Objetivo do exercício
Escreva a continuação da entrevista sobre a carga fiscal em Portugal, retomando-a logo após a última frase apresentada.

Texto de leitura
•••
Em 2016 e 2017 a carga fiscal baixou...

...mas houve o aumento de alguns impostos indiretos.

O conjunto de impostos que os portugueses pagam é hoje inferior ao que pagavam anteriormente. Isso significa que todos estamos a pagar menos. Em segundo lugar, houve também uma redistribuição dessa carga fiscal, que hoje incide menos sobre os rendimentos do trabalho; não teve o mesmo desagravamento nos rendimentos sobre o capital e teve uma redistribuição em matéria de impostos sobre o consumo.

É um aumento em muitos casos.

Houve um aumento, se quiser, claro que houve um aumento de alguns impostos indiretos. Tivemos o cuidado de que o imposto indireto que todos pagam, o IVA - e que tinha sido brutalmente agravado pelo anterior governo, não através das taxas, mas através das transferências de um conjunto de bens e serviços de uma taxa intermédia para a taxa máxima -, fosse reduzido relativamente à restauração.

Está satisfeito com os resultados?

Os resultados provam o sucesso desta medida, não só salvámos milhares de empresas, como a restauração criou milhares de postos de trabalho ao longo do último ano. O estudo que foi feito demonstra isso.
•••
Material de estudo
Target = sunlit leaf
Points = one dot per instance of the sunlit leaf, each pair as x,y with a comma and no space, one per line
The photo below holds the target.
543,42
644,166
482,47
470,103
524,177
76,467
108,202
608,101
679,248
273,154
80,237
•••
Resposta proposta
Não terá sido mais pelo aumento de turistas do que pela redução da taxa?

Não. A melhor demonstração de que não é assim é que essa melhoria tem acontecido não só nas zonas onde o turismo tem crescido, mas também nas zonas onde o turismo não tem crescido. Os impostos indiretos são os impostos que cada um paga - enquanto os impostos sobre os rendimentos do trabalho tributam todos aqueles que trabalham - em função do que consome, e temo-lo feito sobretudo nos impostos especiais que são aqueles que permitem uma melhor gestão pelo próprio da decisão de comprar ou não comprar; é o caso do tabaco, é o caso dos impostos sobre os produtos que têm um maior grau de gordura, de salinidade, de açúcar e, portanto é também uma forma de induzir também por essa via a promoção da qualidade alimentar e de um país mais saudável.

Vê o Governo a avançar este ano para a alteração de outros impostos, já falámos do IRS, podemos esperar alterações no Imposto Automóvel, no IRC?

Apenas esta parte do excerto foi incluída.